# LISTED RECORDS
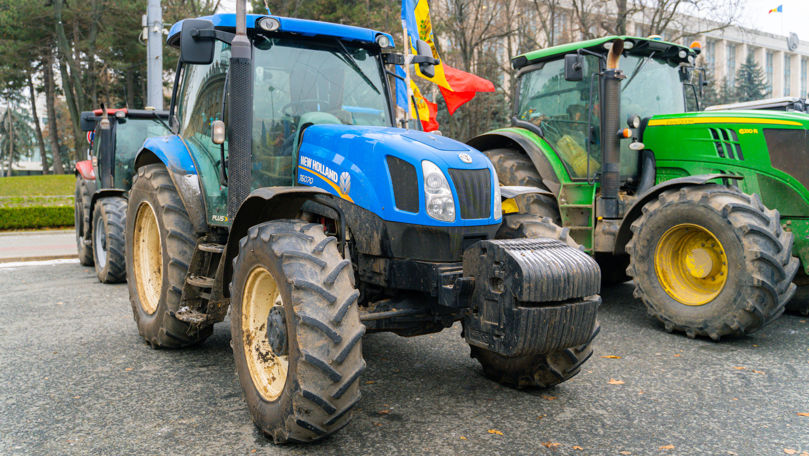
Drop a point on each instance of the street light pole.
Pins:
(154, 55)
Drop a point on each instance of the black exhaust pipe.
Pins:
(240, 114)
(610, 121)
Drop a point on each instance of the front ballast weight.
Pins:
(528, 296)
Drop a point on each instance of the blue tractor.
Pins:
(286, 195)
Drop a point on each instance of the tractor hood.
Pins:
(380, 169)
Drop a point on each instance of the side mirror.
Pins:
(88, 121)
(424, 50)
(574, 67)
(218, 132)
(195, 47)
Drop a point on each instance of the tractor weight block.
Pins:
(530, 296)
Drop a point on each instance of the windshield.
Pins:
(129, 137)
(300, 82)
(655, 89)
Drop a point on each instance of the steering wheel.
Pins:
(301, 103)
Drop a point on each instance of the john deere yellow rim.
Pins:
(268, 370)
(691, 264)
(148, 258)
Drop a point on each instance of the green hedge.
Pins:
(16, 218)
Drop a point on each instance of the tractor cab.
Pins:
(559, 92)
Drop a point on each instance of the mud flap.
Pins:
(529, 296)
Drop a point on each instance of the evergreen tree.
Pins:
(750, 82)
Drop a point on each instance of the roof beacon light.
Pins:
(269, 24)
(383, 41)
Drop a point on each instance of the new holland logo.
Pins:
(345, 182)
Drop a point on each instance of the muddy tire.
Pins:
(515, 168)
(711, 261)
(535, 371)
(81, 219)
(544, 370)
(159, 244)
(293, 303)
(109, 223)
(522, 226)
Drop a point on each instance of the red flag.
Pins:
(464, 87)
(430, 124)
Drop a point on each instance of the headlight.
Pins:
(437, 194)
(498, 201)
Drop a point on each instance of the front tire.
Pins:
(83, 196)
(159, 246)
(296, 332)
(542, 370)
(109, 221)
(711, 261)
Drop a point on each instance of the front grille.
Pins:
(405, 184)
(726, 143)
(789, 152)
(474, 189)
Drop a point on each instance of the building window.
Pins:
(731, 64)
(710, 55)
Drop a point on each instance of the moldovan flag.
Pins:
(416, 14)
(464, 87)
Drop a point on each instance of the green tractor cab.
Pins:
(114, 137)
(699, 208)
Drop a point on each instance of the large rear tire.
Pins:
(711, 261)
(542, 370)
(83, 196)
(109, 222)
(159, 245)
(296, 332)
(515, 168)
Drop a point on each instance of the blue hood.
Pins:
(351, 162)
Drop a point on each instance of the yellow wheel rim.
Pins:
(147, 256)
(691, 264)
(268, 370)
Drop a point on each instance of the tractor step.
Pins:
(199, 281)
(190, 316)
(212, 248)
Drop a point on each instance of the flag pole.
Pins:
(406, 41)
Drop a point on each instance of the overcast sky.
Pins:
(795, 17)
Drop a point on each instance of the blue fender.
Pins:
(170, 150)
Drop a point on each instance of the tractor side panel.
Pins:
(746, 149)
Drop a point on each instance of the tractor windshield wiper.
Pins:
(352, 62)
(157, 117)
(637, 69)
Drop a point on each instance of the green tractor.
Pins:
(699, 208)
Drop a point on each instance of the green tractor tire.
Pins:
(296, 331)
(711, 261)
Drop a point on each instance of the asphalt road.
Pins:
(77, 379)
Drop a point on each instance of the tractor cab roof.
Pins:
(288, 25)
(632, 45)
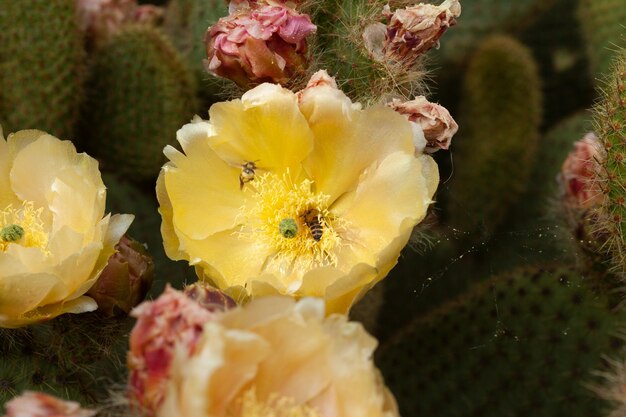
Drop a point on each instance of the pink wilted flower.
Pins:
(100, 19)
(579, 174)
(435, 122)
(173, 321)
(263, 44)
(411, 31)
(37, 404)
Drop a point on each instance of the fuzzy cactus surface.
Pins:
(41, 66)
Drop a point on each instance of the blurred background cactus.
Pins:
(508, 301)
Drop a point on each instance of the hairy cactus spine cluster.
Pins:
(499, 135)
(610, 126)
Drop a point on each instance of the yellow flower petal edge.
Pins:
(278, 357)
(303, 194)
(55, 239)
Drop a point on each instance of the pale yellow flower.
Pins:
(278, 358)
(303, 194)
(54, 237)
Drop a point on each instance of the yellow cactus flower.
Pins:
(280, 358)
(54, 237)
(303, 194)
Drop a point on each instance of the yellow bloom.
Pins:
(54, 240)
(278, 358)
(303, 194)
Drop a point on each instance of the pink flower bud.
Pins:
(579, 174)
(435, 121)
(37, 404)
(414, 30)
(264, 44)
(125, 280)
(171, 321)
(235, 5)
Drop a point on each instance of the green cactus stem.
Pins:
(41, 66)
(141, 93)
(495, 147)
(521, 344)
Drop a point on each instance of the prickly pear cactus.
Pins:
(482, 18)
(140, 94)
(186, 22)
(602, 22)
(500, 120)
(610, 126)
(524, 343)
(41, 66)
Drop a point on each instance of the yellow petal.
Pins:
(21, 293)
(171, 243)
(36, 166)
(233, 262)
(204, 190)
(388, 202)
(348, 140)
(264, 126)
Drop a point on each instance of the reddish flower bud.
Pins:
(37, 404)
(266, 44)
(579, 174)
(435, 121)
(411, 32)
(125, 280)
(172, 321)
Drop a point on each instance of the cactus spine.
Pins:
(41, 66)
(141, 93)
(610, 125)
(500, 129)
(602, 22)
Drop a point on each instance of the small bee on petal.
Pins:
(312, 219)
(247, 173)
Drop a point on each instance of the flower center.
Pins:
(248, 405)
(294, 221)
(22, 226)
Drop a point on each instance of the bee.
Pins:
(247, 173)
(312, 219)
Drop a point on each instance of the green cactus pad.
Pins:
(521, 344)
(140, 94)
(495, 147)
(41, 66)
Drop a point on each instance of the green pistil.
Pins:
(288, 228)
(11, 233)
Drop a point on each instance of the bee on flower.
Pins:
(328, 217)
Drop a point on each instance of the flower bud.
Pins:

# DIRECTIVE
Locate "Drop a point on each instance of the yellow cactus" in the material, then quote the line that contains it and all lines after it through the final one.

# THE RESULT
Drop a point on each instance of the yellow cactus flower.
Pins:
(280, 358)
(54, 237)
(303, 194)
Drop a point on each instance of the yellow bloom.
Pins:
(54, 240)
(278, 358)
(303, 194)
Drop a point on each instance of the pink flower bud.
Pins:
(579, 174)
(435, 121)
(37, 404)
(414, 30)
(264, 44)
(125, 280)
(171, 321)
(235, 5)
Drop a point on each instance of the green cactus stem.
Pins:
(41, 66)
(141, 93)
(495, 147)
(521, 344)
Drop a point on each instance of the prickly pear cactus.
Pins:
(482, 18)
(140, 94)
(186, 22)
(602, 22)
(500, 120)
(610, 126)
(524, 343)
(41, 66)
Drop a point on each instance of the yellow petal.
Pins:
(21, 293)
(171, 243)
(36, 166)
(233, 262)
(204, 190)
(388, 202)
(348, 140)
(264, 126)
Drop a point on each instance of the reddish flower bud.
Pins:
(37, 404)
(266, 44)
(579, 174)
(435, 121)
(411, 32)
(125, 280)
(172, 321)
Drop a point on each instance of the cactus spine.
Pins:
(41, 66)
(141, 93)
(610, 125)
(500, 129)
(602, 22)
Drop a point on each instance of the small bee on petal.
Pins:
(312, 219)
(247, 173)
Drop a point on each instance of the flower center.
Pins:
(248, 405)
(294, 221)
(22, 226)
Drop a point on each instance of the bee.
Pins:
(247, 173)
(312, 219)
Drop a point on each instance of the green cactus pad.
Pins:
(521, 344)
(140, 94)
(495, 147)
(41, 66)
Drop a point on each instance of the green pistil.
Pins:
(288, 228)
(11, 233)
Drop a point on each instance of the bee on flower.
Pins:
(328, 217)
Drop a point on each instance of the flower bud.
Pins:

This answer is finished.